== Action item ==
All entries are to be printed again exactly, with their images omitted.

== Data for processing ==

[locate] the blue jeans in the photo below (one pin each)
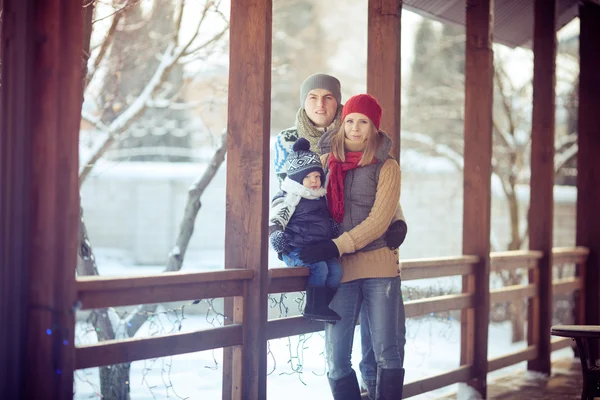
(380, 299)
(323, 273)
(368, 364)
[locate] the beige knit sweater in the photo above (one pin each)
(380, 263)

== Expected answer ==
[locate] the blue jeans in the photo below (one pin each)
(380, 299)
(323, 273)
(368, 364)
[locate] the beige knit sweater in the photo above (one pin each)
(380, 263)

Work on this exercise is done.